## Problem details
Print exactly the lines below between the line holding "Target: cabinet door panel" and the line holding "the patterned throw", inclusive, and nothing more.

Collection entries
Segment Open

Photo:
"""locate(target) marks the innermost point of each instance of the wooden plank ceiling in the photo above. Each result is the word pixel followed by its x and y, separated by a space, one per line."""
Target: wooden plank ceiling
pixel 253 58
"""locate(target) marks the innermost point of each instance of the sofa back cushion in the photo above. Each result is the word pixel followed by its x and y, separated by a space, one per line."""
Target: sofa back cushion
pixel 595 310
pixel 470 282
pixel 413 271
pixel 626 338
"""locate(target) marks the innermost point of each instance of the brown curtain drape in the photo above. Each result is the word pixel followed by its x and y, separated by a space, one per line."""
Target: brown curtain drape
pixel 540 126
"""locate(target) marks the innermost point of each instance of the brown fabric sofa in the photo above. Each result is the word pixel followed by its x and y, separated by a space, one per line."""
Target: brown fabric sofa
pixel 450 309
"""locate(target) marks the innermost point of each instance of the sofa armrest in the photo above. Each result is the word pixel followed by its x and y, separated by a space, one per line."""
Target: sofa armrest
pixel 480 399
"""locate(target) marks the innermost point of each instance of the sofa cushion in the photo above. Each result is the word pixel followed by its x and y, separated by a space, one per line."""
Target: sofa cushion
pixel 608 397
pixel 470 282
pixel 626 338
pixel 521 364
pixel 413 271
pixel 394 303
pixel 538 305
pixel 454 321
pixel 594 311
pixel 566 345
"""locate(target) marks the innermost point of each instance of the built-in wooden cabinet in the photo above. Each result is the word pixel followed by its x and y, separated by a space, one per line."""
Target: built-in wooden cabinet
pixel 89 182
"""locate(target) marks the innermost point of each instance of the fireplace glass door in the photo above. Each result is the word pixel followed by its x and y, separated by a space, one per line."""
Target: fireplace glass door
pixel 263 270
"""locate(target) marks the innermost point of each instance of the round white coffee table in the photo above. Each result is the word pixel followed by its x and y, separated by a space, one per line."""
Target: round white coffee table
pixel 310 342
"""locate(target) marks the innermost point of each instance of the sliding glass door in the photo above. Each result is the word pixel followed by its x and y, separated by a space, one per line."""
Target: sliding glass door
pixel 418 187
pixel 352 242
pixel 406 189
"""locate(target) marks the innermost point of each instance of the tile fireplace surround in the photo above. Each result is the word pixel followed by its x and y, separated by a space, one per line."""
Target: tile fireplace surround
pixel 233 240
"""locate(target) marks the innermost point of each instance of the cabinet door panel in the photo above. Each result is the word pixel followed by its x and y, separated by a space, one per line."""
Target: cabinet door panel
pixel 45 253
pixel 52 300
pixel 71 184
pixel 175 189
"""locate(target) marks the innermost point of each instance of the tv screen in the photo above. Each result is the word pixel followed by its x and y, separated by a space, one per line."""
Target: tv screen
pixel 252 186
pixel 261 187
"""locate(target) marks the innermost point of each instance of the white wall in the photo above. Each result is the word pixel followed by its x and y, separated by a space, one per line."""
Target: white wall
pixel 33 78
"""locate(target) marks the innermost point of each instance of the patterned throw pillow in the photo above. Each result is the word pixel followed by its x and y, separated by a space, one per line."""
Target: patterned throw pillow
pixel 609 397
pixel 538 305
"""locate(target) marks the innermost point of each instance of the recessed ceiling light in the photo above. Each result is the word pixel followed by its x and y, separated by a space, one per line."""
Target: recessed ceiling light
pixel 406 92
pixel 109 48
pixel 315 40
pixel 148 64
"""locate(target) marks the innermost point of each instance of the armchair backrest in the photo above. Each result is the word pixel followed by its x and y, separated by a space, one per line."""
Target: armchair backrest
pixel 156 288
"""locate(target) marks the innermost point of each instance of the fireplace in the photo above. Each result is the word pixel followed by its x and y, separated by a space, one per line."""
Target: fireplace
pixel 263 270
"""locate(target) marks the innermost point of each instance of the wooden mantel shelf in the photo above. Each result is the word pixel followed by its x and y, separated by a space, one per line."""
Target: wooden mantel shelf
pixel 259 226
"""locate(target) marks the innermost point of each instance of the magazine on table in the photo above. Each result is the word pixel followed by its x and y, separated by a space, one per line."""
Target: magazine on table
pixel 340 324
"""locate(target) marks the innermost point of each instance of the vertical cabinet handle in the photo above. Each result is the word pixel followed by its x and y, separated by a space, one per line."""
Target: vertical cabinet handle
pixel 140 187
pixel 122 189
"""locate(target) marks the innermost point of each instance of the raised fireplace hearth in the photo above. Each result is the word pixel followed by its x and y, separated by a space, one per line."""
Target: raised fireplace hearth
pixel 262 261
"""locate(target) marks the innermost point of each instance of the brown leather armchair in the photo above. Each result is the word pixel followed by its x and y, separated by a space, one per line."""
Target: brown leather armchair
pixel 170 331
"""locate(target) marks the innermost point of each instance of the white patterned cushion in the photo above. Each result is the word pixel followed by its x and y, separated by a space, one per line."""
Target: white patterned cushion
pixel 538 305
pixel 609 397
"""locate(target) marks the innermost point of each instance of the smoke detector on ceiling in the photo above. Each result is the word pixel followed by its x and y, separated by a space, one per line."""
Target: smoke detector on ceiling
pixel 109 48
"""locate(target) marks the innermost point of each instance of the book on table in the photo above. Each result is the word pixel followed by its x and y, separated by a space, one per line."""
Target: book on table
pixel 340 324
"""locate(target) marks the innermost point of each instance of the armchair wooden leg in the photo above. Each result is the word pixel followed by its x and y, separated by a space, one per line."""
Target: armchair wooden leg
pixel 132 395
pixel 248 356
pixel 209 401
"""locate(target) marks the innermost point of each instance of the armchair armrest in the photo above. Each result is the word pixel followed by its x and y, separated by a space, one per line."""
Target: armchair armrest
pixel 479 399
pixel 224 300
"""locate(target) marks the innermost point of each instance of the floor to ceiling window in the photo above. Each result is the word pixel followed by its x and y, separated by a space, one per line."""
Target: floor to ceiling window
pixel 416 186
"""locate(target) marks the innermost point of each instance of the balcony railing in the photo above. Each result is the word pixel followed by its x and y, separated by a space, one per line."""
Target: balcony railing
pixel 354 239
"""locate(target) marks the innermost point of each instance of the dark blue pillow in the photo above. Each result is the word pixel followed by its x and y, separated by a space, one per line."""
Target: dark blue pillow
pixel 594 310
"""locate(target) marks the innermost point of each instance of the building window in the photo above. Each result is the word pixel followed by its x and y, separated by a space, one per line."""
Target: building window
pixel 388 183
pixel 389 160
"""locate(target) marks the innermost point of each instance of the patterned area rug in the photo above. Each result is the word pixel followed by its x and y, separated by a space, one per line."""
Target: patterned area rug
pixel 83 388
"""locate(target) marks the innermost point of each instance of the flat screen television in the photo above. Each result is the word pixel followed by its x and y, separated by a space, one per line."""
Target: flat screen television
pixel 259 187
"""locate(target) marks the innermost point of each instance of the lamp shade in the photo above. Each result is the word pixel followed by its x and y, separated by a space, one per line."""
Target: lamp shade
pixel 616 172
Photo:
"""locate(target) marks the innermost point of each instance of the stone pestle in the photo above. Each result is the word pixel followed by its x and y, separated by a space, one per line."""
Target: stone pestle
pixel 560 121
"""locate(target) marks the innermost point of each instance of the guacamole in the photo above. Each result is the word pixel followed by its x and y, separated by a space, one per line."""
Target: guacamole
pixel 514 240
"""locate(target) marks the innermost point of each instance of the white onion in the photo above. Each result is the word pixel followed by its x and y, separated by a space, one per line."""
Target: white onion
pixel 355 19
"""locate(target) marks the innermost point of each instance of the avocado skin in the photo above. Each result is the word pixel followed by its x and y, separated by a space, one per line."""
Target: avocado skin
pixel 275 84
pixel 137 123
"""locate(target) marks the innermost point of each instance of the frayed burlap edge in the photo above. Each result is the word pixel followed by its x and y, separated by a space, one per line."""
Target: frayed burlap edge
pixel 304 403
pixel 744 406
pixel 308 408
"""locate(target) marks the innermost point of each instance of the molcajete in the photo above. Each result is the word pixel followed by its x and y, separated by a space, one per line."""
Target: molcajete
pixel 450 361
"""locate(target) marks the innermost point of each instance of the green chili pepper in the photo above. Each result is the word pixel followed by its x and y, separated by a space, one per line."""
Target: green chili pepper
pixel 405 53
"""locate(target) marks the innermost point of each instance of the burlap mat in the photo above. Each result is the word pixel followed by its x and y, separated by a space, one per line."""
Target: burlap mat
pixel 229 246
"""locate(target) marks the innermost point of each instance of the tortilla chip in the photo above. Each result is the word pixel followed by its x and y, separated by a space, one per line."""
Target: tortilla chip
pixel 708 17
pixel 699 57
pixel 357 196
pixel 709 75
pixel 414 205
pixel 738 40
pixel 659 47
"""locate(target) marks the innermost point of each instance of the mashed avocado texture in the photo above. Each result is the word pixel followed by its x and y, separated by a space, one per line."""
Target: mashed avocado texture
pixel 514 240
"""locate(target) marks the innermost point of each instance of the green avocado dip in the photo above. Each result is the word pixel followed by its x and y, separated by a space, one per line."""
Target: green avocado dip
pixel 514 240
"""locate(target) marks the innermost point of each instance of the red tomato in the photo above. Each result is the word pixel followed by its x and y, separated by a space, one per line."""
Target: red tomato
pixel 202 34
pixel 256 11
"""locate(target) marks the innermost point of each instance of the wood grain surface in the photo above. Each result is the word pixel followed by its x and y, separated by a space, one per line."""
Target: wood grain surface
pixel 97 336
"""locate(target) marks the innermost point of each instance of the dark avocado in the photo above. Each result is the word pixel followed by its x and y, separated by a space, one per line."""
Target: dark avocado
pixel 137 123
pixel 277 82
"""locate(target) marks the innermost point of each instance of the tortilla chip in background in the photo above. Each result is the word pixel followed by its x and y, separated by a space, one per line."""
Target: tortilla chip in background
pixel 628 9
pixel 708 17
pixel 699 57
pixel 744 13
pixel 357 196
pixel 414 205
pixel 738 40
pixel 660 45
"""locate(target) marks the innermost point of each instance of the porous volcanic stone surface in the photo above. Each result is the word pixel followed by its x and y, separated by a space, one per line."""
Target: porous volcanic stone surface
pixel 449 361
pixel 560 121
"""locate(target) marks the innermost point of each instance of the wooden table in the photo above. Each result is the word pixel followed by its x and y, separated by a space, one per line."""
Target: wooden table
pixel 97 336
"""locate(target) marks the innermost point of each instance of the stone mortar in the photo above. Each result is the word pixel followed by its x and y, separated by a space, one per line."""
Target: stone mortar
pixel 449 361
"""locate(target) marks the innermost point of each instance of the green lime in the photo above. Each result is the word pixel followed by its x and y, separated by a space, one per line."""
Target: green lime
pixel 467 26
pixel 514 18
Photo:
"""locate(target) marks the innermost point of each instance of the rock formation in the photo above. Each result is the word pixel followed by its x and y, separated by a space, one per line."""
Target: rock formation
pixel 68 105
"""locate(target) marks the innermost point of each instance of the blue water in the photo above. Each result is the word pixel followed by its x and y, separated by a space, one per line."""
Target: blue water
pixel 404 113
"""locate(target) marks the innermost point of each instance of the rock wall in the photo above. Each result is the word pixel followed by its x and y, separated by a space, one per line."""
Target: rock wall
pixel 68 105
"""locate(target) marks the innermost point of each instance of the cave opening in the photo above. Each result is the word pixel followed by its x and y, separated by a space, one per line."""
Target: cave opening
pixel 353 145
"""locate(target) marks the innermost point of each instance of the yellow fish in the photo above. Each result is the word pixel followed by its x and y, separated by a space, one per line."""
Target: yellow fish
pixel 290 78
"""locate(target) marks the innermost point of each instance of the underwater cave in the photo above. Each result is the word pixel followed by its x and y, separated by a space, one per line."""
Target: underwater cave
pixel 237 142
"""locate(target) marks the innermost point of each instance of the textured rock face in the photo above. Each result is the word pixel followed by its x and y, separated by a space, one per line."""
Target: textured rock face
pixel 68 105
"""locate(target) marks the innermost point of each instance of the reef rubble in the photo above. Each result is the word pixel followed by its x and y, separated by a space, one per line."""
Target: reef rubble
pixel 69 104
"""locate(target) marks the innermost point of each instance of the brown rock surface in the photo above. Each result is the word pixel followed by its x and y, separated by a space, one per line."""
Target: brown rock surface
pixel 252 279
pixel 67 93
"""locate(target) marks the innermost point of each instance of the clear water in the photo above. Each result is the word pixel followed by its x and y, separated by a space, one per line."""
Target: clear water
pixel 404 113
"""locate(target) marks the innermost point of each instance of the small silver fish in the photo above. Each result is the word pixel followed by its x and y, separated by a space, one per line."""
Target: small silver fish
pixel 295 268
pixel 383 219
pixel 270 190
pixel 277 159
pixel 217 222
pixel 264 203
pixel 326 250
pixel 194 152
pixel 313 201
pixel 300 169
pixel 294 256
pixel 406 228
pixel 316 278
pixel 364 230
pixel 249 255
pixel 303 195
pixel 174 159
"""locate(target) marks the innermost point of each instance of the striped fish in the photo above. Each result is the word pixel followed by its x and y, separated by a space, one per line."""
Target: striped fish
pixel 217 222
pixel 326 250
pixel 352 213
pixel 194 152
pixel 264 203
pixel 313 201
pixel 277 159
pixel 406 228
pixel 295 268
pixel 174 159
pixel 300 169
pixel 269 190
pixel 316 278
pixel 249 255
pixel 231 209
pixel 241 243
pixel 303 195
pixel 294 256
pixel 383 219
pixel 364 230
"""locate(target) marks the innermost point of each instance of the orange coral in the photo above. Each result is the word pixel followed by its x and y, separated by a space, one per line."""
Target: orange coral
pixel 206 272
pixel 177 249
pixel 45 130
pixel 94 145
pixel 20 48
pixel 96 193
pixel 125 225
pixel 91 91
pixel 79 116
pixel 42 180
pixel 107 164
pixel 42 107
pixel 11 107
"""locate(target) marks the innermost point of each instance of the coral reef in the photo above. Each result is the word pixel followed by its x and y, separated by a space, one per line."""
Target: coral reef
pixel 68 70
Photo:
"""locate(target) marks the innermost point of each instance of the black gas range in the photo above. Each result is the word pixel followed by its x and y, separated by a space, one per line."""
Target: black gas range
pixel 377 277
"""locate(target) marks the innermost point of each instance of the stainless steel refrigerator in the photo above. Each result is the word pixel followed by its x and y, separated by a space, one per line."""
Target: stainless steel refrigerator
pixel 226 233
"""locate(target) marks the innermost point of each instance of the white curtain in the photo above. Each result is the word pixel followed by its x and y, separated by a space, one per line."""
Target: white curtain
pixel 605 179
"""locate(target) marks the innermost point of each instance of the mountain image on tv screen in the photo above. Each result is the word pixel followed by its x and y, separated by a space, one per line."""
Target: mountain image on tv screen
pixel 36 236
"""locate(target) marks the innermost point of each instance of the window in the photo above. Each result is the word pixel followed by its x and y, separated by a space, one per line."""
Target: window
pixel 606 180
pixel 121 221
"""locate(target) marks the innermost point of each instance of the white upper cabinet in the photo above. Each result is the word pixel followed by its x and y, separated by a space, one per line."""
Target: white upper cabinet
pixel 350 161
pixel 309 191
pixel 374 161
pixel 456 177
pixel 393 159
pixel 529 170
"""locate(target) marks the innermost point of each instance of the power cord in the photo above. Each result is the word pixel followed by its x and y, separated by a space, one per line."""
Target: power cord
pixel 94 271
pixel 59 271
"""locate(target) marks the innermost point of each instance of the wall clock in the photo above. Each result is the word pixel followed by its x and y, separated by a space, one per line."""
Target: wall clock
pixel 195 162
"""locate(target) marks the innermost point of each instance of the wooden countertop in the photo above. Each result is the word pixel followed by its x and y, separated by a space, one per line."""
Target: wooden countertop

Segment Closed

## Solved exercise
Target: cabinet door panel
pixel 45 253
pixel 52 300
pixel 71 184
pixel 175 189
"""locate(target) marks the innermost point of each instance of the tv screen in the photo above. Each result is the word pixel followed by its x and y, separated by a space, one per line."""
Target: tv screen
pixel 252 186
pixel 261 187
"""locate(target) marks the innermost point of each instance of the white wall in the photo above. Each result is the word pixel followed by its x and y, separated by a space, one per line."""
Target: white wall
pixel 33 78
"""locate(target) marks the innermost point of each instance of the patterned throw pillow in the photo above. Each result is the word pixel followed by its x and y, separated by a space, one per line."""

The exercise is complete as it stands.